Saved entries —
================================

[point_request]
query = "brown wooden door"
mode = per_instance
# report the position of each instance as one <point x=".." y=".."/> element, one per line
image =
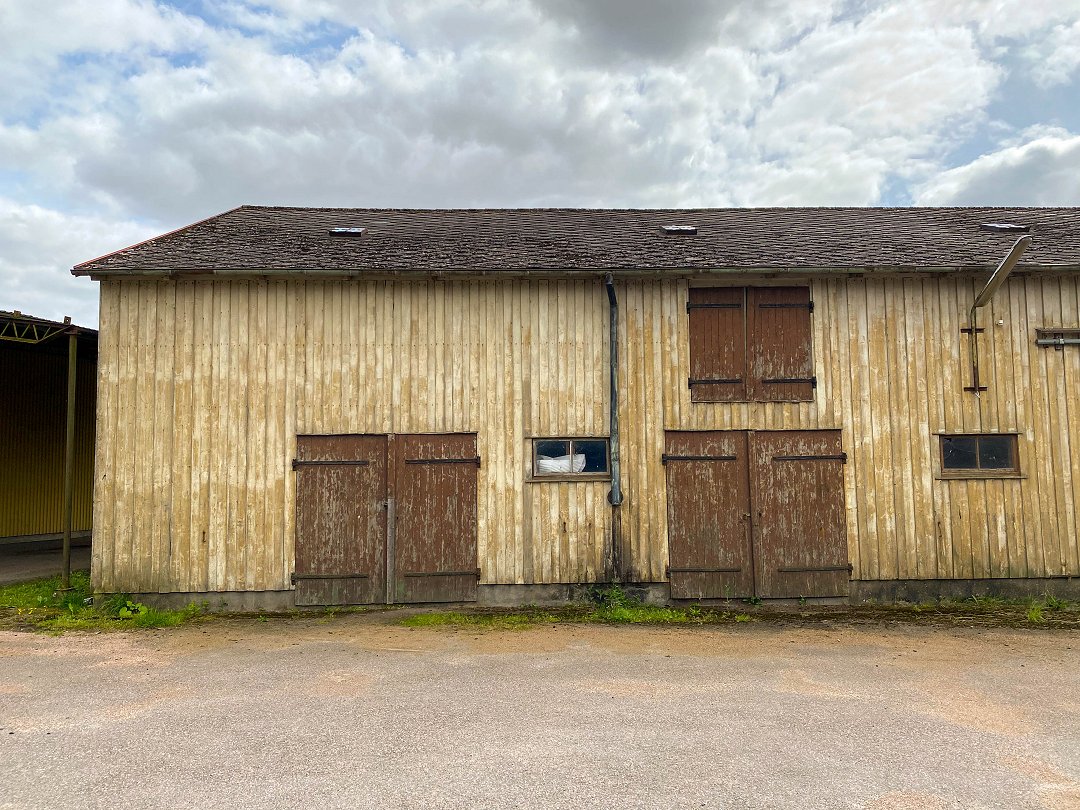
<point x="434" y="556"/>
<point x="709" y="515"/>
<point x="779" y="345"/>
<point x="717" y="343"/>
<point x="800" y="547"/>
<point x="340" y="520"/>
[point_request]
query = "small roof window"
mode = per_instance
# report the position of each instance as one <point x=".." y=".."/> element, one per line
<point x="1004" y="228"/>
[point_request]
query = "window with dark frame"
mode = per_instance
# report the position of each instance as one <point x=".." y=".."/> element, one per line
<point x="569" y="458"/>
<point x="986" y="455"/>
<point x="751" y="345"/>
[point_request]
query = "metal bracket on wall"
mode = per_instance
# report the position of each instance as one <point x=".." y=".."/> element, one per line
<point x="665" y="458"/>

================================

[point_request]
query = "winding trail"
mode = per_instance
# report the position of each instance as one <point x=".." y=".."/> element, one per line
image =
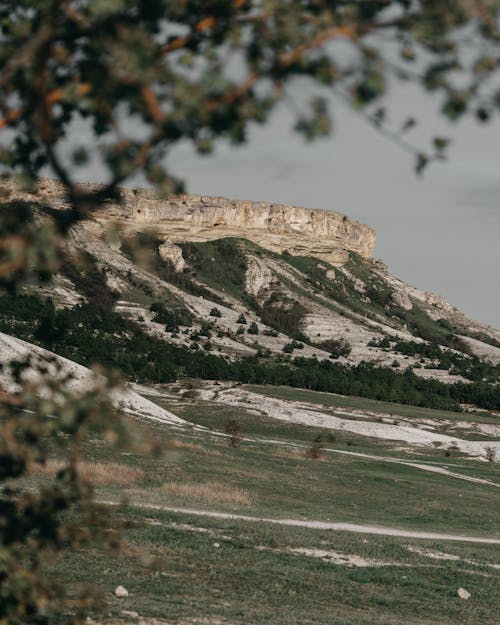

================================

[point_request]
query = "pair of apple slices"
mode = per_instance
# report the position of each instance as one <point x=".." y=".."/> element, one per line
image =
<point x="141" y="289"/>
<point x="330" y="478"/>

================================

YOUR OBJECTIVE —
Search the records line by line for the word "query" and copy every line where it appears.

RESPONSE TO THE EXERCISE —
query = "brown wooden door"
query = "small roof window"
query = "window with dark frame"
query = "metal bracket on wall"
query = "winding trail"
query = "pair of apple slices"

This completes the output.